**TASK DESCRIPTION**
Can you write out every line of the listing below word for word, leaving out the pictures?

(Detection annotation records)
● ● ● ● ● ● ●
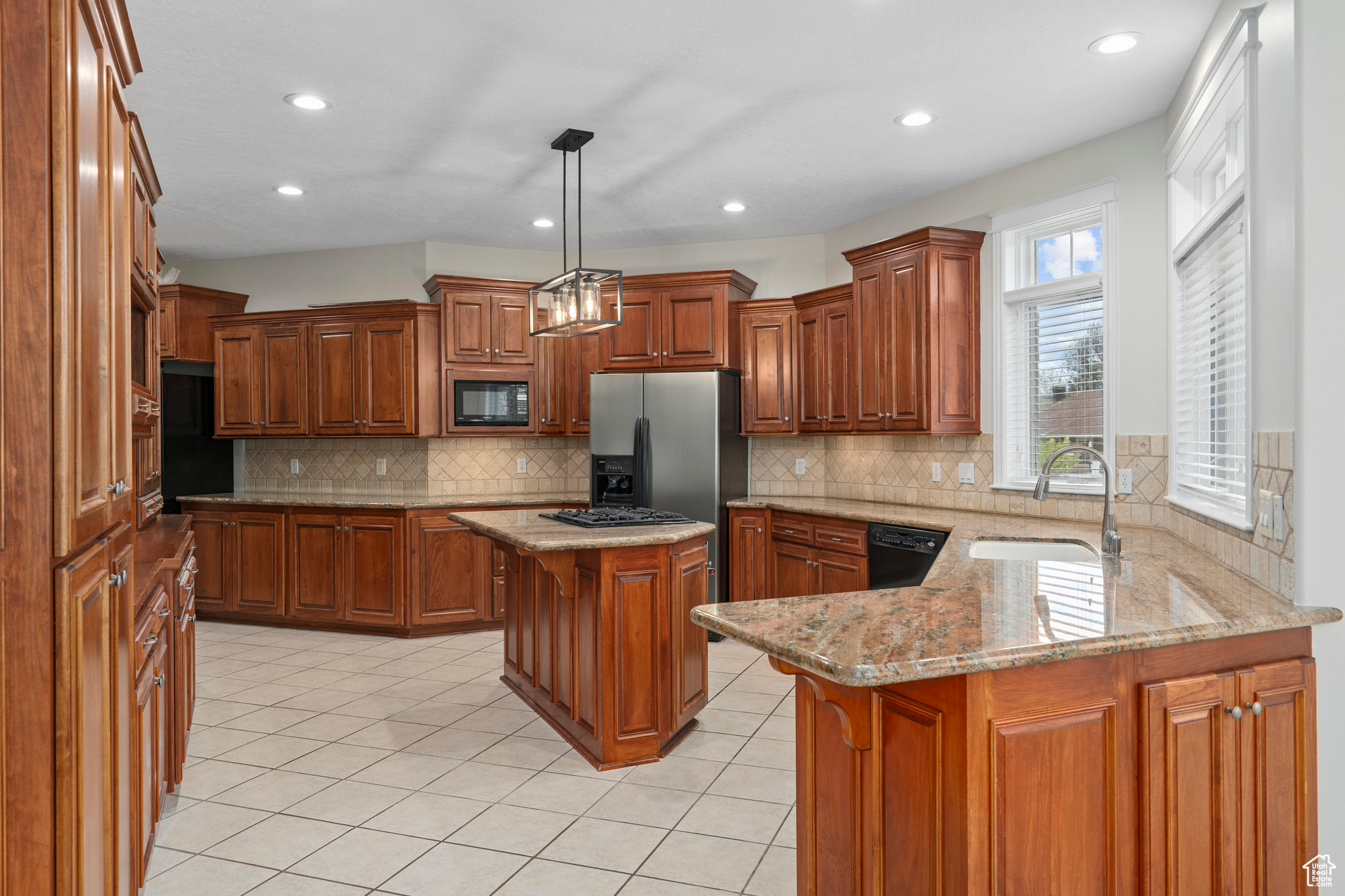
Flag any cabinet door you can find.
[343,516,405,625]
[288,513,345,620]
[215,326,261,435]
[797,308,827,433]
[854,263,892,431]
[659,286,729,368]
[1139,672,1250,896]
[311,324,364,435]
[534,309,573,435]
[55,3,116,555]
[54,540,117,893]
[601,291,663,371]
[929,249,981,433]
[729,513,766,601]
[361,321,414,435]
[812,551,869,597]
[491,295,537,364]
[565,330,604,435]
[739,314,795,435]
[234,511,285,615]
[261,326,308,435]
[667,543,710,731]
[766,542,819,598]
[822,302,856,433]
[191,511,232,612]
[1237,657,1318,896]
[440,295,493,364]
[410,515,492,625]
[887,253,931,431]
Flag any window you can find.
[1168,11,1256,530]
[991,182,1115,494]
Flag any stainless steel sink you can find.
[969,539,1100,563]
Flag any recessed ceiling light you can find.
[897,112,935,127]
[1088,31,1145,56]
[285,93,332,110]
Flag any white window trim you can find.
[1165,7,1262,532]
[990,177,1119,494]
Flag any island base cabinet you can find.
[772,629,1317,896]
[496,540,709,770]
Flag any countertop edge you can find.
[692,605,1342,688]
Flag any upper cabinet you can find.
[845,227,984,434]
[600,270,756,371]
[159,284,248,364]
[425,276,537,366]
[213,302,441,438]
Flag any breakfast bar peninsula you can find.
[449,511,714,770]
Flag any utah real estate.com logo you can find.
[1304,853,1336,887]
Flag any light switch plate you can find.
[1256,489,1275,539]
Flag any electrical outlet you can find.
[1256,489,1275,539]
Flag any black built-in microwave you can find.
[453,379,529,429]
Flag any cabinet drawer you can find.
[812,524,868,555]
[771,519,812,544]
[131,584,172,669]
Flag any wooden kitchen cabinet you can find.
[159,284,248,364]
[213,302,443,438]
[729,511,769,601]
[425,276,537,367]
[795,284,857,433]
[191,511,285,616]
[845,227,984,434]
[601,270,756,371]
[737,298,799,435]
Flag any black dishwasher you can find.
[869,523,948,588]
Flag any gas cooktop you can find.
[538,508,695,529]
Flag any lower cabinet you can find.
[185,502,578,635]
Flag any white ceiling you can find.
[129,0,1218,262]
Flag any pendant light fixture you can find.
[527,127,623,336]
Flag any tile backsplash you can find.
[244,437,588,496]
[752,431,1294,598]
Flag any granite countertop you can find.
[692,497,1341,687]
[448,511,714,553]
[177,492,589,511]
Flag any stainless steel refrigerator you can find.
[589,371,748,602]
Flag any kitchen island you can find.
[693,498,1341,896]
[448,509,714,770]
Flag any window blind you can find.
[1173,199,1251,519]
[1005,291,1104,492]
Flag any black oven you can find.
[453,379,529,429]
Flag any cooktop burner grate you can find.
[538,508,694,529]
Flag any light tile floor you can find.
[145,622,795,896]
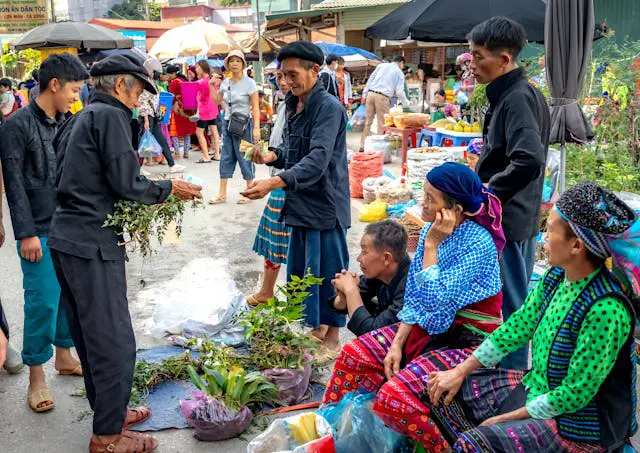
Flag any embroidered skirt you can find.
[253,189,291,264]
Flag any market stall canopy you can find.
[12,22,133,50]
[545,0,595,191]
[149,20,238,59]
[366,0,546,43]
[314,41,380,61]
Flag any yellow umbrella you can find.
[149,20,237,59]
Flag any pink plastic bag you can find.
[180,392,253,441]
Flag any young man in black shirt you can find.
[467,17,550,369]
[329,220,411,337]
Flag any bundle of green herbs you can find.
[102,195,202,257]
[240,272,323,370]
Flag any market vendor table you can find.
[382,126,420,166]
[435,128,482,146]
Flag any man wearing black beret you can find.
[49,54,202,453]
[244,41,351,363]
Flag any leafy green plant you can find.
[240,271,323,370]
[102,195,202,256]
[188,365,278,412]
[129,352,192,405]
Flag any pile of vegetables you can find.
[102,195,202,257]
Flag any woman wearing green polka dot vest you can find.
[428,181,640,453]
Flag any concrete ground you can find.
[0,130,384,453]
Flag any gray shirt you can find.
[220,76,258,119]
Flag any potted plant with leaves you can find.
[180,366,278,441]
[241,273,323,405]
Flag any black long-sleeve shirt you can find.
[49,92,171,260]
[0,100,64,239]
[476,68,551,241]
[329,256,411,336]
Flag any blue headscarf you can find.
[427,162,506,254]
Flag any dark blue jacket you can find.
[272,83,351,230]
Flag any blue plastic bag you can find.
[138,131,162,157]
[317,391,411,453]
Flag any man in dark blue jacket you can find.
[468,17,550,370]
[243,41,351,362]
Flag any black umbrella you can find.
[545,0,595,191]
[13,22,133,50]
[366,0,545,43]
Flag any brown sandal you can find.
[89,431,158,453]
[124,406,151,431]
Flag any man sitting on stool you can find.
[329,220,411,336]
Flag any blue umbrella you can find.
[314,41,380,60]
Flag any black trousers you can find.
[51,250,136,436]
[0,300,9,340]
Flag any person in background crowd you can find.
[209,50,260,204]
[138,59,186,173]
[0,78,19,120]
[247,68,291,307]
[360,55,409,151]
[258,90,273,124]
[329,220,411,337]
[196,60,220,164]
[323,162,504,453]
[425,181,640,453]
[80,77,94,107]
[318,53,340,99]
[468,17,550,370]
[29,69,40,104]
[49,54,202,453]
[456,52,476,119]
[244,41,351,364]
[187,66,198,82]
[336,57,353,107]
[167,65,196,159]
[0,168,24,374]
[0,53,89,412]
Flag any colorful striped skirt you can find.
[253,189,291,264]
[427,369,606,453]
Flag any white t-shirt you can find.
[220,76,258,119]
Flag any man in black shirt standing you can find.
[49,54,202,453]
[467,17,550,369]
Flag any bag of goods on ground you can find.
[247,412,336,453]
[180,392,253,441]
[358,200,387,223]
[407,147,457,202]
[364,135,393,164]
[393,113,429,129]
[378,182,413,205]
[362,176,393,203]
[349,153,384,198]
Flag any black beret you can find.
[278,41,324,66]
[91,53,158,94]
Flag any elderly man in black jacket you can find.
[49,54,202,453]
[329,220,411,337]
[468,17,550,369]
[243,41,351,363]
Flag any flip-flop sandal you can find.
[247,296,267,308]
[58,365,82,376]
[124,406,151,431]
[27,387,56,413]
[89,431,158,453]
[209,195,227,204]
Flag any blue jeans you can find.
[500,238,536,370]
[287,227,349,328]
[17,237,73,366]
[220,121,256,181]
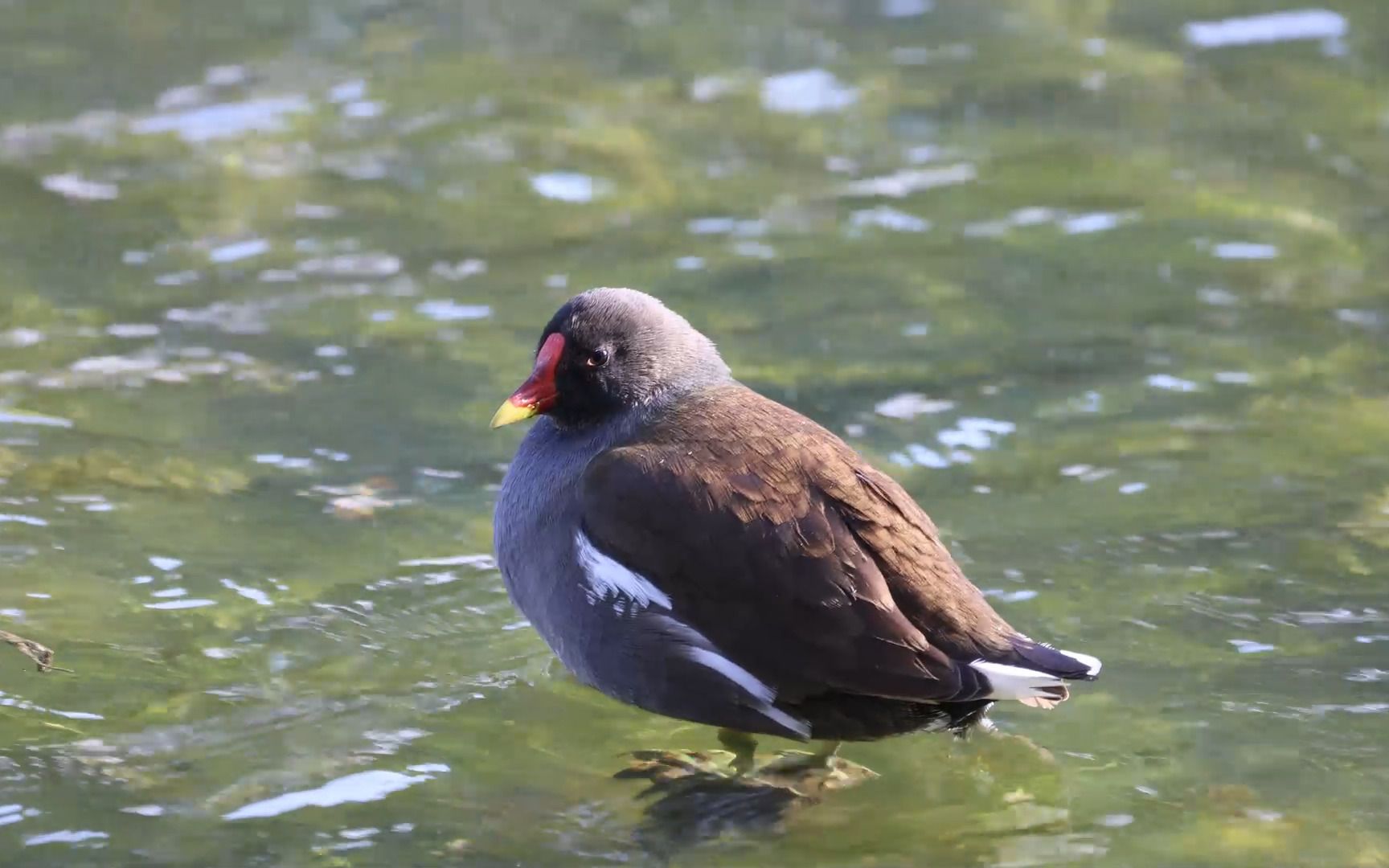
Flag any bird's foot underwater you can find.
● ● ● ● ● ● ●
**WRITTEN ANSWER**
Flag any cabinet door you can find.
[343,516,405,625]
[288,513,345,620]
[215,326,261,435]
[797,308,827,433]
[854,263,892,431]
[659,286,729,368]
[1139,672,1250,896]
[311,324,364,435]
[534,309,573,435]
[55,3,116,555]
[54,540,117,893]
[601,291,663,371]
[929,249,981,433]
[729,513,766,601]
[361,321,414,435]
[812,551,869,597]
[491,295,537,364]
[565,330,604,435]
[739,314,795,435]
[234,511,285,615]
[261,326,308,435]
[667,543,710,731]
[766,542,819,598]
[822,302,856,433]
[191,511,232,612]
[1237,657,1318,896]
[440,295,493,364]
[410,515,492,625]
[887,253,931,431]
Flag any window you can find.
[1168,11,1256,530]
[991,182,1115,494]
Flag any stainless steel sink you can find.
[969,539,1100,563]
Flag any recessed ceiling light you can find.
[897,112,935,127]
[1088,31,1145,56]
[285,93,332,110]
Flag any white window trim you can find.
[1165,7,1262,532]
[990,177,1119,494]
Flag any island base cabinet you can find.
[772,629,1317,896]
[496,540,709,770]
Flag any countertop edge you can find.
[692,605,1342,688]
Flag any upper cabinet you can find.
[845,227,984,434]
[600,270,756,371]
[159,284,248,364]
[425,276,537,366]
[213,302,441,438]
Flag any breakfast bar peninsula you can find.
[449,511,714,770]
Flag any utah real estate.com logo you can find.
[1304,853,1336,887]
Flag any light switch plate you can find.
[1256,489,1275,539]
Flag any electrical outlet you can find.
[1256,489,1275,539]
Flag any black built-in microwave you can find.
[453,379,529,429]
Flag any cabinet drawer you can find.
[812,524,868,555]
[771,519,812,544]
[131,584,172,669]
Flag any wooden kitchen cabinet you can find.
[159,284,248,364]
[213,302,443,438]
[729,511,769,601]
[425,276,537,367]
[795,284,857,433]
[191,511,285,616]
[845,227,984,434]
[601,270,756,371]
[737,298,799,435]
Flag any black dishwasher you can find.
[869,523,948,588]
Flag any gas cooktop you can find.
[538,508,695,529]
Flag any lower cabinet you can find.
[185,502,578,635]
Flag any white ceiling you can find.
[129,0,1218,262]
Flag any pendant light fixture you can find.
[527,127,623,336]
Flag any tile backsplash you can find.
[244,437,588,496]
[752,431,1294,598]
Flag any granite countertop you can find.
[692,497,1341,687]
[448,511,714,553]
[177,492,589,511]
Flag any stainless steel refrigerator you can find.
[589,371,748,602]
Flag any kitchen island you can find.
[693,498,1341,896]
[448,509,714,770]
Flag any window blind you can find.
[1173,199,1251,519]
[1005,291,1104,492]
Flag any black oven you can find.
[453,379,529,429]
Flag any cooktop burner grate you can find.
[538,508,694,529]
Flag any light tile floor you can find.
[145,622,795,896]
Flag any embroidered skirt you can find.
[253,189,291,264]
Flag any market stall canopy you can find.
[12,22,133,50]
[545,0,595,191]
[149,20,238,59]
[366,0,546,43]
[314,41,380,61]
Flag any yellow umbrella you can find.
[149,20,237,59]
Flag any pink plastic bag you can find.
[180,392,253,441]
Flag any young man in black shirt you can find.
[467,17,550,369]
[329,220,411,337]
Flag any bundle of green herbs you can find.
[102,195,202,257]
[240,272,323,370]
Flag any market vendor table you can find.
[382,126,420,166]
[435,128,482,146]
Flag any man wearing black beret you can find.
[49,54,202,453]
[244,41,351,363]
Flag any leafy green plant you can find.
[240,271,323,370]
[102,195,202,256]
[188,365,278,412]
[129,352,192,405]
Flag any pile of vegetables you can find.
[102,195,202,257]
Flag any woman wearing green polka dot vest you can find.
[428,181,640,453]
Flag any concrete ground you can find.
[0,130,384,453]
Flag any gray shirt you can find.
[220,76,258,119]
Flag any potted plant with leaves you can find.
[180,366,278,441]
[241,273,323,405]
Flag any black long-sleeve shirt you can find.
[49,92,171,260]
[0,100,64,239]
[476,68,551,241]
[329,256,411,336]
Flag any blue headscarf you can find.
[427,162,506,254]
Flag any dark blue jacket you can find.
[272,83,351,230]
Flag any blue plastic bag you can find.
[138,131,162,157]
[317,391,411,453]
Flag any man in dark blue jacket you can find.
[468,17,550,370]
[243,41,351,362]
Flag any black umbrella you can find.
[545,0,595,191]
[13,22,133,50]
[366,0,545,43]
Flag any brown sandal you can find.
[89,431,158,453]
[124,406,151,431]
Flag any man sitting on stool you can find.
[329,220,411,336]
Flag any blue umbrella you can find.
[314,41,380,60]
Flag any black trousers you can find.
[51,250,136,436]
[0,300,9,340]
Flag any person in background crowd you can find.
[209,50,260,204]
[138,59,186,173]
[0,78,19,120]
[247,68,291,307]
[360,55,409,151]
[258,90,273,124]
[329,220,411,337]
[196,60,220,164]
[323,162,504,453]
[425,181,640,453]
[80,77,94,107]
[318,53,340,99]
[468,17,550,370]
[29,69,40,104]
[49,54,202,453]
[456,52,476,119]
[244,41,351,364]
[187,66,198,82]
[336,57,353,107]
[167,65,196,159]
[0,168,24,374]
[0,53,89,412]
Flag any colorful striped skirt you can find.
[253,189,291,264]
[427,369,606,453]
Flag any white t-shirt you can find.
[220,76,258,119]
Flag any man in black shirt standing you can find.
[49,54,202,453]
[467,17,550,369]
Flag any bag of goods on ground you can find.
[247,412,336,453]
[180,392,253,441]
[358,200,387,223]
[407,147,457,202]
[364,135,393,164]
[393,113,429,129]
[378,182,413,205]
[362,176,393,203]
[349,153,384,198]
Flag any black beret you can find.
[278,41,324,66]
[91,53,158,94]
Flag any elderly man in black jacket you can find.
[49,54,202,453]
[329,220,411,337]
[468,17,550,369]
[243,41,351,363]
Flag any flip-flop sandal you can find.
[247,296,267,308]
[58,365,82,376]
[124,406,151,431]
[27,387,56,413]
[89,431,158,453]
[209,195,227,204]
Flag any blue jeans you can find.
[500,238,536,370]
[287,227,349,328]
[17,237,73,366]
[220,121,256,181]
Flag any bird's foot underwater you can find.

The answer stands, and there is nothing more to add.